> _Document text_:
──────

One person tweeted: “I am not watching #TheSplit – Twitter has told me enough for me to know it would drive me too crazy.
“I shall stick to American lawyer dramas where I can a least pretend to myself absurdities down to jurisdictional differences.”
Another fumed: “This is getting crazier by the minute and sadly is not doing the family legal profession any favours.
“Firstly many family solicitors are in complex relationships or working with their ex partners and clients are rarely represented by solicitors that are related.”
A third asked: “What, pray tell, is a ‘prelim hearing’? And which of us this side of the pond has ever ‘cited’ undue influence? Five minutes in and I’m lobbing items at the tellybox.”
Meanwhile, one viewer sarcastically wrote: “Hang on, this gets better! So they’ve exchanged Form E and ten minutes later they’re having a chat about it in one of the client’s garden?
“Solicitor for the wife had represented husband but it’s OK because the retainer wasn’t signed. Blimey!”
Others complained that they could not keep up with the storyline, with one writing: “I haven’t a glue what’s going on in #TheSplit and this glossy series is certainly not like the lawyers I know.”
“Sorry I tried to get into #TheSPlit again this week and just can’t its not that good,” said another.
Leaving the legal criticism behind, writer Abi recently spoke about the need to create a drama series centred around a complex family.
“I really wanted to tell a story that had all the energy, warmth, vitality and complexity you find in families,” she told The Guardian.
“I think inherently people are scared of talking about it.
“You go out to dinner and speak to a couple who are divorcing, and you sympathise and gossip and then you go home and cling to each other and think, ‘Thank God that’s not us.’
“Yet everybody in a long-term relationship has at some point looked at their own marriage and relationship and wondered. What I hope The Split does is look at that grey area and say, what if?”
However, she did stress the importance of the legal aspect, saying: “The legal stuff is important but it’s really a drama about the personal choices and how our attitudes towards love and marriage and relationships change as we get older.”
She added: “The world of the court is very dark, very austere, trying to make that feel fresh without resorting to all the standard tropes is really hard.
“One of the most exciting things in making this a story about solicitors and not barristers is that you get to spend time in the office. I’ve loved offices ever since I wrote The Hour.”
The Split continues next Tuesday on BBC One at 9pm.

──────

> _Entries supplied_:

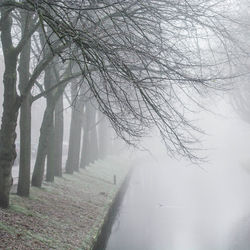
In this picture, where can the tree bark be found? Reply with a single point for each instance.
(50, 173)
(11, 105)
(102, 135)
(23, 187)
(93, 144)
(85, 139)
(59, 130)
(72, 163)
(38, 172)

──────

> _Directions_:
1. List the qualities Abi says she wanted her story about families to have, as given in the article on The Split.
2. Reproduce the passage of the article on The Split that begins at the words "However, she did" and stops after "is really hard.", swapping "austere" for "severe".

> _Results for each task_:
1. energy, warmth, vitality, complexity

2.
However, she did stress the importance of the legal aspect, saying: “The legal stuff is important but it’s really a drama about the personal choices and how our attitudes towards love and marriage and relationships change as we get older.”
She added: “The world of the court is very dark, very severe, trying to make that feel fresh without resorting to all the standard tropes is really hard.